_Study text_

University of California, Los Angeles: Biomarker panel could help predict gestational diabetes in early pregnancy

UCLA researchers have taken a step toward identifying a possible way to detect gestational diabetes mellitus earlier in pregnancy, which could improve diagnosis and treatment for the most common disorder of pregnancy.


Gestational diabetes causes blood sugar levels to rise, creating risks for baby and mother alike. It can lead to high blood pressure, risk of future diabetes and a higher chance of cesarean section in the mother as well as excessive birth weight, premature delivery and other issues in her baby. Diagnosing the condition currently relies on conventional screening and lab work in the late second and third trimesters.

The researchers focused on extracellular vesicles, circulating “communicators” that carry and deliver microRNA genes within maternal blood. The extracellular vesicles are secreted from the placenta and play a key role in pregnancy and in complications of pregnancy, including gestational diabetes.

“As pregnancy complications continue to rise worldwide, there have been increasing efforts to study with urgency the first trimester as a window of opportunity for early identification and prediction of [gestational diabetes mellitus], and the optimal point to take action to prevent maternal disease,” said Dr. Sherin Devaskar, the study’s lead author, physician-in-chief at UCLA Mattel Children’s Hospital and a distinguished professor of pediatrics at the David Geffen School of Medicine at UCLA.

_Collected material_
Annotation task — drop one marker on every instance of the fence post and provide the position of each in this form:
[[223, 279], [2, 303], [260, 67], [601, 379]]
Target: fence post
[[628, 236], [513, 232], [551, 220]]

_Task 1_
Summarize the article on gestational diabetes in two sentences.
_Task 2_
According to the article on gestational diabetes, when in pregnancy is the condition currently diagnosed?

_Task output 1_
UCLA researchers have moved toward a way to detect gestational diabetes mellitus earlier in pregnancy, a condition that raises blood sugar, endangers both mother and baby, and is currently diagnosed only in the late second and third trimesters. Their work focused on extracellular vesicles, which are secreted from the placenta, carry microRNA genes in maternal blood, and play a key role in pregnancy complications, including gestational diabetes.

_Task output 2_
In the late second and third trimesters.